Stored data:
+-------+

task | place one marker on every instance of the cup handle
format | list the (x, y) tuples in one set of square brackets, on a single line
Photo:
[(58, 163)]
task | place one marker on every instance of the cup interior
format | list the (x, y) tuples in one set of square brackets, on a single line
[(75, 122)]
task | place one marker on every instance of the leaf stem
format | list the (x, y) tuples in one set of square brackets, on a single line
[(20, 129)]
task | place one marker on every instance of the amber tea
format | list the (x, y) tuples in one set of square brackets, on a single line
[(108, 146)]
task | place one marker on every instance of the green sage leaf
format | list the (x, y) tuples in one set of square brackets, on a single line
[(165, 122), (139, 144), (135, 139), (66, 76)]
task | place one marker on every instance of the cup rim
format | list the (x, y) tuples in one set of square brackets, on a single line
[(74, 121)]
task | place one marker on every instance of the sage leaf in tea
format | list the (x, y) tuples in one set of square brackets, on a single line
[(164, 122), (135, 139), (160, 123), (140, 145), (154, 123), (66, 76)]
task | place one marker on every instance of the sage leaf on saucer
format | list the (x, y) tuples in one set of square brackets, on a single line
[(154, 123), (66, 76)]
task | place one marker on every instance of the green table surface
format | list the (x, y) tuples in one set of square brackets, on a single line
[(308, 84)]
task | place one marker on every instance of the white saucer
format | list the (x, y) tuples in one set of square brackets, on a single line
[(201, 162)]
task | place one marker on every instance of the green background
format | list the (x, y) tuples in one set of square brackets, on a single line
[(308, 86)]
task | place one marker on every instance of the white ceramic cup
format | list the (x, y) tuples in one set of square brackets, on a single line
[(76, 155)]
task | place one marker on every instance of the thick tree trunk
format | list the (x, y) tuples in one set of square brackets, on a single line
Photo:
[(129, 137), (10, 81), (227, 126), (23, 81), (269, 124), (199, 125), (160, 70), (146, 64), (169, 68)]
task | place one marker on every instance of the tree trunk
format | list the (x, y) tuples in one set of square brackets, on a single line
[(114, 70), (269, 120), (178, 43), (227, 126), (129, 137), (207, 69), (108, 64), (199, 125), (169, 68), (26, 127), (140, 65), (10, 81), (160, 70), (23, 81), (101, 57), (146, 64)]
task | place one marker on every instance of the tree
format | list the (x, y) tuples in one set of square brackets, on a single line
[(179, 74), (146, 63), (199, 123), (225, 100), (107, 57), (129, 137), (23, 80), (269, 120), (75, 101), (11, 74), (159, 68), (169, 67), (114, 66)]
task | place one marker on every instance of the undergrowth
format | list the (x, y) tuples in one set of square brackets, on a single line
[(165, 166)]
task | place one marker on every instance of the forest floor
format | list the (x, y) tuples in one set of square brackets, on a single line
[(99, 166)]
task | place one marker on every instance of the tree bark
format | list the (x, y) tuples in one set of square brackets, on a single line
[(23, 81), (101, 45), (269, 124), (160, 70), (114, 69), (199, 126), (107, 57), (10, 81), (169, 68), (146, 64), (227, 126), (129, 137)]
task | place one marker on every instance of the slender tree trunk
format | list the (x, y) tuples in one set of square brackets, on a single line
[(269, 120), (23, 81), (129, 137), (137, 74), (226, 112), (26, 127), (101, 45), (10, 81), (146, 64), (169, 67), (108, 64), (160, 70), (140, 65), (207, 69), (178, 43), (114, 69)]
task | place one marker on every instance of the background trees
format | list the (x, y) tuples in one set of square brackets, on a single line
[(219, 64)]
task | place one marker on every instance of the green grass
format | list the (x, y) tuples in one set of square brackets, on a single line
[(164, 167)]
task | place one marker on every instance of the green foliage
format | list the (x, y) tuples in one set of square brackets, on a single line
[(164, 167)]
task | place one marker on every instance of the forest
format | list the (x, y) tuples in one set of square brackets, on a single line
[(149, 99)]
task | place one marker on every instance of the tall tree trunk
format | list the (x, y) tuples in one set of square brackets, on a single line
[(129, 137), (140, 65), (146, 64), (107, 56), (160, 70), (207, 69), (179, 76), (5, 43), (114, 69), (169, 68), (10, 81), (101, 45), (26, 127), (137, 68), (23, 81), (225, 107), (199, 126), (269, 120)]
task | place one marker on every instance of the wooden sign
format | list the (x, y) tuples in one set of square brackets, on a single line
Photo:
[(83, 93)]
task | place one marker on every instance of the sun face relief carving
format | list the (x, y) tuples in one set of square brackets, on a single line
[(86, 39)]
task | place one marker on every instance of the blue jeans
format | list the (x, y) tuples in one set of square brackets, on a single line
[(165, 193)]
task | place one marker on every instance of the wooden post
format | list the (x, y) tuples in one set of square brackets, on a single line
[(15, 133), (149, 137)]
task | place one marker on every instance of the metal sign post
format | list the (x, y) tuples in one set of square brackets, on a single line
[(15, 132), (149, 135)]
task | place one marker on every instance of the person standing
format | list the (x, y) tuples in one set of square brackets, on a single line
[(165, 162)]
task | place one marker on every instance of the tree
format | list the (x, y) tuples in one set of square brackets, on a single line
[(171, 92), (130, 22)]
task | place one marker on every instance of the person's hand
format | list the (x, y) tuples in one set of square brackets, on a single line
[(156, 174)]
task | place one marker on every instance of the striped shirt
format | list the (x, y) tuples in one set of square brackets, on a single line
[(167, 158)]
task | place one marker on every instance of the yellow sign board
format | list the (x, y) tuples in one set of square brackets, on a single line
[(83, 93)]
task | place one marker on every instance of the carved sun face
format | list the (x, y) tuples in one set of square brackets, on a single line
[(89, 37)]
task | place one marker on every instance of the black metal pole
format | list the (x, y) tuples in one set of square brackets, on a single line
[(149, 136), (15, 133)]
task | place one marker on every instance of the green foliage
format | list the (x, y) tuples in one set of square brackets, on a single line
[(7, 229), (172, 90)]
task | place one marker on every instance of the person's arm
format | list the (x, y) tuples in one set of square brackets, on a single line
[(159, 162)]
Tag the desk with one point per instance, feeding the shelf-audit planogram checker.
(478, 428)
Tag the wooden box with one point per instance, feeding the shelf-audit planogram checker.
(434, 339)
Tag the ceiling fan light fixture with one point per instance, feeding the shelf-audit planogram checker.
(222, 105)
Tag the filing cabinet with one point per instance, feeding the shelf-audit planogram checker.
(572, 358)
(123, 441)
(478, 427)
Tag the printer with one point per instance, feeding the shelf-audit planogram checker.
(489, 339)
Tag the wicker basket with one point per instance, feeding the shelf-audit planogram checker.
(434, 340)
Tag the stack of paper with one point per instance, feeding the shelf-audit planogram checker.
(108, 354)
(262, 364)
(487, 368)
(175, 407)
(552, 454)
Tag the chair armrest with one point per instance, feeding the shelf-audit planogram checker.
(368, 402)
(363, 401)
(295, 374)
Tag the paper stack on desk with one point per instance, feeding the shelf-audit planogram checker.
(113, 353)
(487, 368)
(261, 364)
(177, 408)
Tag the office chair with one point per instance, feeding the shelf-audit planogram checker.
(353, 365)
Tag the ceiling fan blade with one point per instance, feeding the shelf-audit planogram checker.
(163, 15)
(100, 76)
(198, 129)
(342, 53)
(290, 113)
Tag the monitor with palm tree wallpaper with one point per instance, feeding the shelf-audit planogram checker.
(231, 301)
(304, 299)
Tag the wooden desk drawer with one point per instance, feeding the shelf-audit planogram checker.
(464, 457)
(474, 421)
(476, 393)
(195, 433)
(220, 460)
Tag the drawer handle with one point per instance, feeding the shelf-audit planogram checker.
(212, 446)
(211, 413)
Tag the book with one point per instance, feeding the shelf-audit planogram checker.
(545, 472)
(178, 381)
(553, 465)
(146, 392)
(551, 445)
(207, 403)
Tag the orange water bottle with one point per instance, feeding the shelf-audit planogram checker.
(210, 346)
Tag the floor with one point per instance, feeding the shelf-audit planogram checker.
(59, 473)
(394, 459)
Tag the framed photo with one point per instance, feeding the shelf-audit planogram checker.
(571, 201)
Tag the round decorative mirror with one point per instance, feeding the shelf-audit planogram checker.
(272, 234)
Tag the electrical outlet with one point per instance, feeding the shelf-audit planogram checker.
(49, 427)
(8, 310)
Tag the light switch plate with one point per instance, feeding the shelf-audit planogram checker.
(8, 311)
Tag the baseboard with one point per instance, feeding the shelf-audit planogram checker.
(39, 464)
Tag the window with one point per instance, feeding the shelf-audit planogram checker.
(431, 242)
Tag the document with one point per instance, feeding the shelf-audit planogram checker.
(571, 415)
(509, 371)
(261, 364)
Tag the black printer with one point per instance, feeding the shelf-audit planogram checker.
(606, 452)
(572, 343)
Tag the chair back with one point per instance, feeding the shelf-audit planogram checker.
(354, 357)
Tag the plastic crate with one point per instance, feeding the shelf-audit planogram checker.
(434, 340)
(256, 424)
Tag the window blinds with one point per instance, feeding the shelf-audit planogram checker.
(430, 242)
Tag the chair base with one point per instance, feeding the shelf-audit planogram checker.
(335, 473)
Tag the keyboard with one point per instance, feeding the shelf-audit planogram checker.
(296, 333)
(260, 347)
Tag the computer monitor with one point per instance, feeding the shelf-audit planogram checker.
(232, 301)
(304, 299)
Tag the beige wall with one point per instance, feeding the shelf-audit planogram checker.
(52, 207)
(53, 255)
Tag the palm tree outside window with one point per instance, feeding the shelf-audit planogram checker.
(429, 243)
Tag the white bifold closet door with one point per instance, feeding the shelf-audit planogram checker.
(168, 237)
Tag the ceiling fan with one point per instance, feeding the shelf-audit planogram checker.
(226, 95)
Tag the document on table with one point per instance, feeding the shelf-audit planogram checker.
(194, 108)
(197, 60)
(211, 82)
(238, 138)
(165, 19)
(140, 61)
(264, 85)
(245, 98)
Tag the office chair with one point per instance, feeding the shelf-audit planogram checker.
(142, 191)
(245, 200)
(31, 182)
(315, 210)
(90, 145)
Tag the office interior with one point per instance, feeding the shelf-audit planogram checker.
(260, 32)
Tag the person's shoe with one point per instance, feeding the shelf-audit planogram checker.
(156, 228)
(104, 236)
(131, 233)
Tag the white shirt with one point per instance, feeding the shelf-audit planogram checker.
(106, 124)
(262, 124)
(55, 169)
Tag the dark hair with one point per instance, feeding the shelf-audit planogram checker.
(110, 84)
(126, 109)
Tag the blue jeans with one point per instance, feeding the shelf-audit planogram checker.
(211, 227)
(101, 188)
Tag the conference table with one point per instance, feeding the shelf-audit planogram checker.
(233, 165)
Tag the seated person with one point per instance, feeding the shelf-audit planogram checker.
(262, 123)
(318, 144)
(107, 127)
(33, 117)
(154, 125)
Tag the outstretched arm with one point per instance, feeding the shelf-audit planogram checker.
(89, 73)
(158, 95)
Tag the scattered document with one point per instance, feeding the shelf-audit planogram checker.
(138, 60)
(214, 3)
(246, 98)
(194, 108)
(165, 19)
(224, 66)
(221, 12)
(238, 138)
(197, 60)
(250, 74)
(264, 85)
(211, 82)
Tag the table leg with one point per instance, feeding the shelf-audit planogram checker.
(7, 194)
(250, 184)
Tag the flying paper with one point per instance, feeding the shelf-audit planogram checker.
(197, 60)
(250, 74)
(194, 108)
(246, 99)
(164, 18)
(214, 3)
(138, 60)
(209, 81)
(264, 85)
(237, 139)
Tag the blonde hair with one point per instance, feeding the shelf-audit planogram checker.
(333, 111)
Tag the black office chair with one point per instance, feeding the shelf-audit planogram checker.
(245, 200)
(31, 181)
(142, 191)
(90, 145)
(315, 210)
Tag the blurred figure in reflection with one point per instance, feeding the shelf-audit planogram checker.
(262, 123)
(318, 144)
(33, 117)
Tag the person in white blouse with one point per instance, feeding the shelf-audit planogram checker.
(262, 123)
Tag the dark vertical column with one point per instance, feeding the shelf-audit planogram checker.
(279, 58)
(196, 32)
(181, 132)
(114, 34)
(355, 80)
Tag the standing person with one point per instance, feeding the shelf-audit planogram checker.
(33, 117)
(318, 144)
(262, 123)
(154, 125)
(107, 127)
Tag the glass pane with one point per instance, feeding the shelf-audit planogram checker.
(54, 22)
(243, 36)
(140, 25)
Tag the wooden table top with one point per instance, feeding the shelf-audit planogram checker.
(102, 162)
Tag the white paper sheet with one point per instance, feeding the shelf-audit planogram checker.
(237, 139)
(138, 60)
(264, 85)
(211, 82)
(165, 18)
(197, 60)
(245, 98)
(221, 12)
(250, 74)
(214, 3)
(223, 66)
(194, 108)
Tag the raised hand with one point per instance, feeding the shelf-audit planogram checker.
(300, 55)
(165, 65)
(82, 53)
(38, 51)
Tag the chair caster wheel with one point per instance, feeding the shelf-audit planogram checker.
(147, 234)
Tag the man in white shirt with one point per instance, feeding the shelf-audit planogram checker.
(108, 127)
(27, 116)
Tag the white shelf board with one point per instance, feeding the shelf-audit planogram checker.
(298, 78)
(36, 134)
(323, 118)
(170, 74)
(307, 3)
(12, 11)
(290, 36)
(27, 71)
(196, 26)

+-------+

__ACTIVITY__: The line containing "Tag the dark vertical" marks where to begin; the last line of the records marks where to stop. Copy both and all between, exactly.

__RESULT BELOW__:
Tag the dark vertical column with one point per instance, feeding the shelf-audit planogram checker.
(279, 58)
(196, 32)
(181, 132)
(114, 34)
(355, 80)
Tag the standing person with one point per instance, feeding the shelf-audit planogram checker.
(33, 117)
(318, 144)
(262, 123)
(154, 125)
(107, 127)
Tag the glass pane with one point per instance, feeding the shelf-audit planogram checker.
(54, 22)
(243, 36)
(140, 25)
Tag the wooden table top with one point per instance, feeding the shelf-audit planogram checker.
(102, 162)
Tag the white paper sheet with one point per instance, feeding the shelf-audit planogram checker.
(237, 139)
(138, 60)
(264, 85)
(211, 82)
(165, 18)
(197, 60)
(245, 98)
(221, 12)
(250, 74)
(214, 3)
(223, 66)
(194, 108)
Tag the raised hand with one point per instance, feeding the shelf-audit planogram checker.
(300, 55)
(165, 65)
(82, 53)
(38, 51)
Tag the chair caster wheel with one point per instance, feeding the shelf-audit planogram checker.
(147, 234)
Tag the man in white shirt with one point per instance, feeding the shelf-audit planogram checker.
(108, 127)
(27, 116)
Tag the white shelf board with one point per instance, feeding the shelf-audit planogram checker.
(298, 78)
(36, 134)
(323, 118)
(170, 74)
(307, 3)
(12, 11)
(290, 36)
(27, 71)
(196, 26)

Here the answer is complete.